# Extrait du texte:
══════
Portrait

Jazz Family, un nouveau label

Création du label Jazz Family et rencontre avec ses fondateurs, Camille Dal’Zovo et Yann Martin


Photo Axel Uri

En cette époque morose, Yann Martin vient de créer, avec Camille Dal’Zovo, le label Jazz Family. Tous deux nous exposent leur vision de cette nouvelle aventure.

- Comment en êtes-vous venus à cofonder un nouveau label de jazz ?

C.D.Z. : C’est l’aboutissement d’un processus logique. J’ai commencé à travailler comme attachée de presse assistante chez Tôt ou Tard et j’ai poursuivi cette activité comme attachée pour Label Bleu. En 2007, je deviens attachée de presse indépendante en jazz puis, de 2010 à 2014, je rattache mon activité à Only Music, société d’édition musicale, dont je deviens la gérante. En septembre 2014, je crée ma société, CdZ, en tant que productrice, éditrice et promotrice. Et avec Yann, nous créons le label Jazz Family en novembre 2014.

Y. M. : Chez moi, on peut parler de déterminisme ! J’ai exercé la fonction de directeur commercial chez Média 7 avant d’être cofondateur avec Joël Perrot des labels Grave, puis Soupir (musique classique, contemporaine et improvisation). J’ai également été directeur commercial chez Harmonia Mundi, puis j’ai cofondé Nocturne et créé en 2004 son label de jazz, qui s’appellera rapidement Plus Loin. Il comptera plus de 35 artistes et 150 références.

Camille Dal’Zovo (par Julien Domec)
══════
# Lignes fournies:
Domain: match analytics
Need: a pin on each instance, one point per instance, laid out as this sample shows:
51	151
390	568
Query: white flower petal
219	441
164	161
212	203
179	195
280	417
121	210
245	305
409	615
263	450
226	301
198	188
══════
Répondez aux questions suivantes sur le portrait du label Jazz Family.
(a) En quel mois et quelle année le label Jazz Family a-t-il été créé ?
(b) Avec qui Yann Martin a-t-il cofondé les labels Grave et Soupir ?
(c) Combien d'artistes le label Plus Loin comptera-t-il ?

(a) En novembre 2014.
(b) Avec Joël Perrot.
(c) Plus de 35 artistes.